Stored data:
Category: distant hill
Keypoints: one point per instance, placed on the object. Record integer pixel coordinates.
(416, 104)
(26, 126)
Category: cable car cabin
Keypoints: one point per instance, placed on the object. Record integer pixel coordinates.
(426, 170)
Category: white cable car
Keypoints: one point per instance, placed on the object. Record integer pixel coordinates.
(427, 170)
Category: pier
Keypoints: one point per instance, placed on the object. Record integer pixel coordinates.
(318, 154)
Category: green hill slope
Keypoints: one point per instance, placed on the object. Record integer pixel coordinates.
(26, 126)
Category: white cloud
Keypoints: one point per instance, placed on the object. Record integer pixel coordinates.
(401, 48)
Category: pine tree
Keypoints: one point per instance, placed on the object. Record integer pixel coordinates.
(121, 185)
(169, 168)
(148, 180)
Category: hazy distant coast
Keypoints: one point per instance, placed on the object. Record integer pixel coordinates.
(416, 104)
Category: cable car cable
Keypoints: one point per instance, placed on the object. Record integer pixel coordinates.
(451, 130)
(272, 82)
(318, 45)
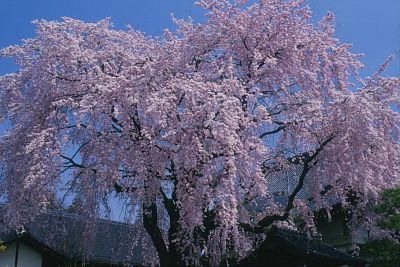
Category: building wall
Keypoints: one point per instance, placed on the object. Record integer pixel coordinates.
(27, 257)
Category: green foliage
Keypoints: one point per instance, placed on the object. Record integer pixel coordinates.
(385, 253)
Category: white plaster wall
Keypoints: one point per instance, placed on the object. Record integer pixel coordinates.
(27, 257)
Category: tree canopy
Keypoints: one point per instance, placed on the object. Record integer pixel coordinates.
(186, 126)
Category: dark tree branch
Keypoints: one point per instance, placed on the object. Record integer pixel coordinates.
(307, 162)
(264, 134)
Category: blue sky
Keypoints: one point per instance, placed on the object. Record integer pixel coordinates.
(372, 26)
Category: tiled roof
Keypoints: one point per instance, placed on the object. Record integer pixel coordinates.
(313, 246)
(111, 242)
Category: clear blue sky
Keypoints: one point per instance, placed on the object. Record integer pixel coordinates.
(373, 26)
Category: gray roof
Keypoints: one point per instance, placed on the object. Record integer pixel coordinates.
(111, 242)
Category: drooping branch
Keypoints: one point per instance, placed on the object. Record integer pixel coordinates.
(307, 160)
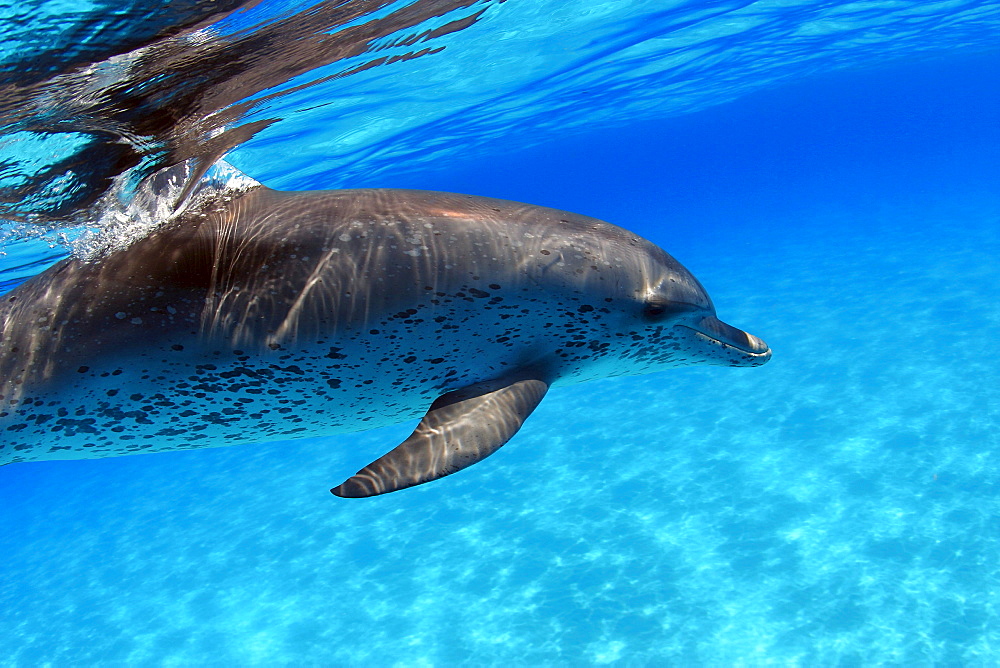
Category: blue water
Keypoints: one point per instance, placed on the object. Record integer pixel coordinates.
(831, 173)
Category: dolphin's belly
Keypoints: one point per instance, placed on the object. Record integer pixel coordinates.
(181, 393)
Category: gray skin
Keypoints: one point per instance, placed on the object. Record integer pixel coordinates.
(278, 315)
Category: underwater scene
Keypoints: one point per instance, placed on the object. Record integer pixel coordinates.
(828, 170)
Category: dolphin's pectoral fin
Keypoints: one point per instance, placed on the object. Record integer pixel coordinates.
(460, 429)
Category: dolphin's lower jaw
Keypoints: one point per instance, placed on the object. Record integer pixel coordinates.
(739, 348)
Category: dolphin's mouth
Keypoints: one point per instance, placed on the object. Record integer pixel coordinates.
(712, 328)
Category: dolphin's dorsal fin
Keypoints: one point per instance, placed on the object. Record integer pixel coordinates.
(460, 429)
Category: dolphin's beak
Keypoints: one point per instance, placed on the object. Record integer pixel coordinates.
(750, 350)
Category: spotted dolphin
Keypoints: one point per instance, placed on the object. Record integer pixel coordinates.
(277, 315)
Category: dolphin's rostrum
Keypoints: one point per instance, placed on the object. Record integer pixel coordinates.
(274, 315)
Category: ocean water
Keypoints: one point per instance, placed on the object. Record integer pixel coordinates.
(829, 170)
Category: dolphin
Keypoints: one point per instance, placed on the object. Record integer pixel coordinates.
(271, 315)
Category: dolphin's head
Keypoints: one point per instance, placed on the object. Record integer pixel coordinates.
(674, 323)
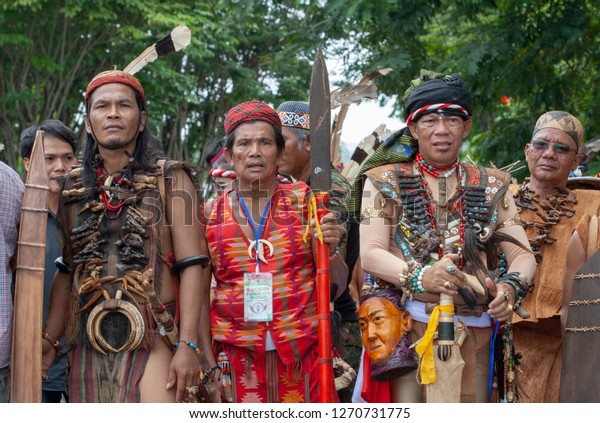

Work instructions:
Can you output every line of the data above as a JSON list of strings, one string per line, with blank lines and the pictures left out?

Expected answer:
[
  "Category: distant hill",
  "Keypoints: one point per instance, placed on the object. Record integer pixel coordinates.",
  "(416, 104)",
  "(26, 126)",
  "Category: cable car cabin",
  "Keypoints: one point per instance, placed on the object. Record integer pixel coordinates.",
  "(426, 170)",
  "Category: white cable car",
  "Keypoints: one point per instance, placed on the object. Record integer pixel coordinates.",
  "(427, 170)",
  "Category: pier",
  "Keypoints: one point per instance, placed on the object. Record integer pixel coordinates.",
  "(318, 154)",
  "Category: green hill slope",
  "Keypoints: one point per instance, placed on the object. Record integer pixel coordinates.",
  "(26, 126)",
  "Category: white cloud",
  "Keypoints: one point per instance, placed on the object. Record integer pixel coordinates.",
  "(401, 48)",
  "Category: pine tree",
  "Keypoints: one point per instance, placed on the object. Record integer pixel coordinates.",
  "(121, 185)",
  "(169, 168)",
  "(148, 180)",
  "Category: hazy distant coast",
  "Keypoints: one point per instance, placed on the object. Record integer pixel coordinates.",
  "(416, 104)",
  "Category: cable car cable",
  "Keypoints: one point per instance, placed on the object. Record integer pixel coordinates.",
  "(451, 130)",
  "(272, 82)",
  "(318, 45)",
  "Category: building wall",
  "Keypoints: one point per instance, placed on the object. Record integer pixel coordinates.",
  "(27, 257)",
  "Category: green foliage",
  "Keypoints: one point per instance, placed on the object. Record integer pixel coordinates.",
  "(385, 253)",
  "Category: white plaster wall",
  "Keypoints: one point per instance, placed on the object. Record integer pixel coordinates.",
  "(27, 257)",
  "Category: tree canopy",
  "Keypoints: one point per instance, placed on the object. Record integer pixel coordinates.",
  "(186, 126)",
  "Category: dark tree branch",
  "Keypoints: one point per instance, placed on the object. Record integer pixel coordinates.",
  "(307, 162)",
  "(264, 134)",
  "Category: blue sky",
  "Keypoints: one point per instance, placed on the object. Record integer pixel coordinates.",
  "(372, 26)",
  "Category: tiled roof",
  "Keypoints: one point per instance, placed on the object. Record integer pixel coordinates.",
  "(313, 246)",
  "(111, 242)",
  "Category: clear blue sky",
  "Keypoints: one point per instance, placed on the object. Record integer pixel coordinates.",
  "(373, 26)",
  "Category: gray roof",
  "Keypoints: one point per instance, placed on the object. Record integer pixel coordinates.",
  "(111, 242)",
  "Category: drooping branch",
  "Keypoints: one point per instance, placed on the object. Record integer pixel coordinates.",
  "(307, 160)",
  "Category: blue water",
  "Keypoints: one point per instance, placed on the object. Record integer pixel coordinates.",
  "(831, 173)",
  "Category: dolphin's belly",
  "Keypoints: one point per instance, placed on the object. Record integer pixel coordinates.",
  "(181, 393)",
  "Category: gray skin",
  "Keypoints: one point per instance, placed on the object. Record integer pixel coordinates.",
  "(278, 315)",
  "Category: underwater scene",
  "Keypoints: one point per instance, placed on the object. Record integer pixel coordinates.",
  "(828, 170)",
  "Category: dolphin's pectoral fin",
  "Keypoints: one point per instance, placed on the object. Record integer pixel coordinates.",
  "(460, 429)",
  "Category: dolphin's lower jaw",
  "Keypoints: one point per instance, placed on the object. Record integer pixel coordinates.",
  "(739, 348)",
  "Category: dolphin's mouth",
  "Keypoints: one point per instance, placed on the object. Record integer pixel coordinates.",
  "(712, 328)",
  "Category: dolphin's dorsal fin",
  "Keypoints: one point per instance, placed on the object. Record integer pixel coordinates.",
  "(460, 429)",
  "Category: dolphin's beak",
  "Keypoints: one point per instance, placed on the object. Record integer pixel coordinates.",
  "(750, 350)",
  "Category: spotted dolphin",
  "Keypoints: one point per instance, placed on the object. Record integer pixel coordinates.",
  "(277, 315)",
  "Category: dolphin's rostrum",
  "Keypoints: one point per instance, placed on the object. Record integer pixel coordinates.",
  "(274, 315)",
  "Category: ocean water",
  "Keypoints: one point per instance, placed on the object. Record integer pixel coordinates.",
  "(829, 170)",
  "Category: dolphin",
  "Keypoints: one point per instance, placed on the object. Record integer pixel coordinates.",
  "(271, 315)",
  "Category: dolphin's head",
  "Keypoints: one point per instance, placed on the object. Record integer pixel coordinates.",
  "(674, 323)"
]